Records from a collection:

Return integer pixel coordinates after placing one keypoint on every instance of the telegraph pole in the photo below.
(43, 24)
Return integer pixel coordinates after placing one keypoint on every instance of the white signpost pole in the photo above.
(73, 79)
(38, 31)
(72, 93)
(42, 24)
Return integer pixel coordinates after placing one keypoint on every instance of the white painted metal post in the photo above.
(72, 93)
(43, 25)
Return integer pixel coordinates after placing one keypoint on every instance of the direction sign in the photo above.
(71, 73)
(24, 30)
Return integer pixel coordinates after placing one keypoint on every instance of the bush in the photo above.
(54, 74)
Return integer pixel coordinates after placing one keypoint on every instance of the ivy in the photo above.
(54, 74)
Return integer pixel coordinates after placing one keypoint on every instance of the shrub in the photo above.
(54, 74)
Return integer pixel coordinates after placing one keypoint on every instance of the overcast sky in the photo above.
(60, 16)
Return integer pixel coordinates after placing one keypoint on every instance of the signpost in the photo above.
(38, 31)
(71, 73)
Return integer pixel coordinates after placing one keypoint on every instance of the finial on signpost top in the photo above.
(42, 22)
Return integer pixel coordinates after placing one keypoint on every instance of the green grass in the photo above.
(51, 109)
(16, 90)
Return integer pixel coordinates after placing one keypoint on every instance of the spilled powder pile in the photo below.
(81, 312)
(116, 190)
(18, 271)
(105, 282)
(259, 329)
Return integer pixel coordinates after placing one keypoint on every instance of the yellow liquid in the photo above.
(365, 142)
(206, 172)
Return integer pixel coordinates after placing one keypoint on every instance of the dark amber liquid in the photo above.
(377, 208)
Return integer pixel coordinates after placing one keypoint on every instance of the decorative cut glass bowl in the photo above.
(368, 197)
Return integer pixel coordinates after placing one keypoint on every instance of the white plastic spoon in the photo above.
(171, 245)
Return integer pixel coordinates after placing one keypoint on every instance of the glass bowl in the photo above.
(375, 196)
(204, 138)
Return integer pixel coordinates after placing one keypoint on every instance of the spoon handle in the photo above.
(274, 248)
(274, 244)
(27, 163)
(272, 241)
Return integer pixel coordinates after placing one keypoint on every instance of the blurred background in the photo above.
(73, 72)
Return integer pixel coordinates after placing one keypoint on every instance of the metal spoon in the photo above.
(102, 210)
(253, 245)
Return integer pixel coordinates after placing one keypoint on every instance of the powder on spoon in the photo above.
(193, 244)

AIM OF THE TASK — Convert the material above into a numbered list, starting at the line that contains "pile in the photo below." and ending at the last line of the material, with both ends included. Omit any blank lines.

SOLUTION TO THE PROBLEM —
1. Return integer pixel coordinates after placing one keypoint on every instance of the spilled powder pile in the photo below.
2. (81, 312)
3. (116, 190)
4. (18, 271)
5. (105, 282)
6. (259, 329)
7. Return integer pixel coordinates after placing one keypoint on every instance of the yellow liquid in the photo above.
8. (365, 142)
9. (206, 172)
10. Return integer pixel coordinates after placing one keypoint on every instance of the dark amber liquid in the photo above.
11. (377, 208)
12. Return integer pixel coordinates after placing one keypoint on every instance of the decorative cut glass bowl in the photo above.
13. (368, 197)
14. Return integer pixel coordinates after placing one keypoint on every instance of the white plastic spoon in the photo above.
15. (171, 245)
16. Return integer pixel coordinates after placing one keypoint on every instance of the glass bowl in the photo above.
17. (375, 196)
18. (204, 138)
19. Return integer pixel coordinates after placing one keypoint on every instance of the spoon handle in the photo above.
20. (274, 248)
21. (274, 244)
22. (27, 163)
23. (272, 241)
24. Return integer pixel coordinates after placing one keypoint on every instance of the blurred background in the photo above.
25. (73, 72)
26. Return integer pixel coordinates after placing one keypoint on every instance of the metal spoon in the photo above.
27. (102, 210)
28. (253, 245)
29. Return integer pixel coordinates after placing one keypoint on every instance of the powder on spoon in the photo above.
30. (193, 244)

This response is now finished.